• Texto proporcionado:
Así pasaron los años con el negocio cerrado, el cual por la falta de pan pronto pasó al olvido.
Fueron 24 años, según nuestras cuentas, el tiempo que restaurante y panadería estuvieron funcionando, desde la década de los ochenta, hasta principios del dos mil, que fue la etapa de mayor bonanza que han conocido Ixtapa y Zihuatanejo, hasta que hace algunos meses, un día sábado en el que participaba en la sección cultural del Ecotianguis de Zihuatanejo, presentando uno de mis libros, me encontré nuevamente con su pan fresco, suave y oloroso que combina tan bien con mantequilla y mermelada para acompañar el café del desayuno.
Así, panadero y cliente reanudamos nuestra relación, y a fuerza de la compra y venta, y del intercambio de saludos, me enteré que ya no vivía en Ixtapa y que se había jubilado a la edad de setenta años.
Ahora a los setenta y cinco años es un hombre retirado de la actividad productiva. dice que piensa vivir mientras pueda correr, porque cree que cuando deje de hacerlo será porque ya no puede valerse por sí mismo, y que entonces se irá, pero no de la costa, sino del mundo, pues asegura que no quiere ser carga para nadie.
Después de conocer su historia terminé por creer en lo que dice porque proviene de una cultura en la que desde niños sus padres les enseñan la ventaja de planear en la vida, de fijarse metas y cumplirlas con disciplina y constancia.

Una vida relajada

Ahora vive en el campo, que para él es como volver a sus orígenes porque lo asocia al olor de la col, hortaliza en la que los habitantes de su pueblo trabajaban cuando era niño.
Compró en la costa de Zihuatanejo un terreno con la idea de desarrollar un proyecto ecoturístico que al final dejó inconcluso porque no reunía las condiciones físicas requeridas y porque cumplió los setenta años que se había fijado como límite de su vida productiva.
Cuando visité su finca me imaginé que me encontraría con una huerta de las que abundan en la costa, llena de cocoteros, plátanos y mangos, algunos árboles de limones, guanábanos y una que otra palma de coacoyul.

• Consigna 1:
Repite sin cambios el fragmento del texto sobre el panadero que comienza con "Compró en la" y continúa hasta "su vida productiva.".
• Consigna 2:
Según el texto sobre el panadero, ¿qué árboles y plantas se esperaba encontrar en la finca antes de visitarla? Enuméralos todos.
Las filas provienen de una fuente distinta a la del texto sobre el panadero.

• Datos de partida:
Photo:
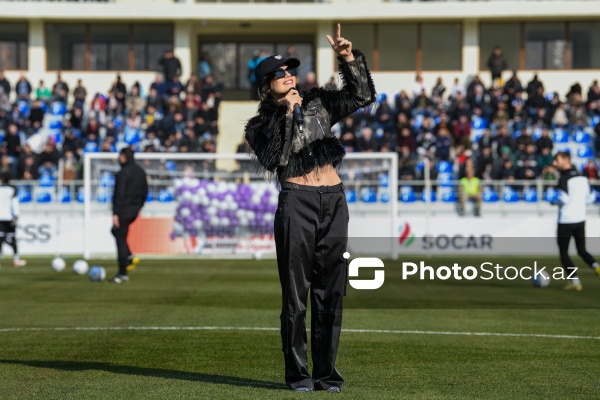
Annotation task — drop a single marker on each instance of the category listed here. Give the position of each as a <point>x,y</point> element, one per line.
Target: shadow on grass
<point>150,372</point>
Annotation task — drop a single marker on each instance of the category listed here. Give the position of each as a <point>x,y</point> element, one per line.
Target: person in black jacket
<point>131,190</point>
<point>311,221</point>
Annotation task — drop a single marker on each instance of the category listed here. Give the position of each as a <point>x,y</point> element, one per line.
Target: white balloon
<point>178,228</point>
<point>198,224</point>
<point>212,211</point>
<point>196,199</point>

--

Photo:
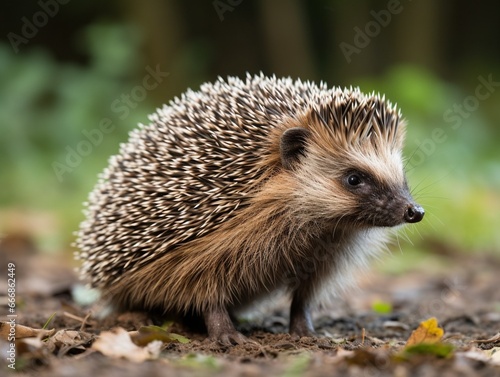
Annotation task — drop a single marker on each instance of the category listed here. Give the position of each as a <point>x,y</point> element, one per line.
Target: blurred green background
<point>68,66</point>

--

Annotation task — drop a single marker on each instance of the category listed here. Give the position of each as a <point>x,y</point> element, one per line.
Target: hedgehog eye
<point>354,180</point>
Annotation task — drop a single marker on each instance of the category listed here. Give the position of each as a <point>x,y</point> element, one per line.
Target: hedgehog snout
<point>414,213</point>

• Respuesta escrita 1:
Compró en la costa de Zihuatanejo un terreno con la idea de desarrollar un proyecto ecoturístico que al final dejó inconcluso porque no reunía las condiciones físicas requeridas y porque cumplió los setenta años que se había fijado como límite de su vida productiva.

• Respuesta escrita 2:
- Cocoteros
- Plátanos
- Mangos
- Árboles de limones
- Guanábanos
- Palma de coacoyul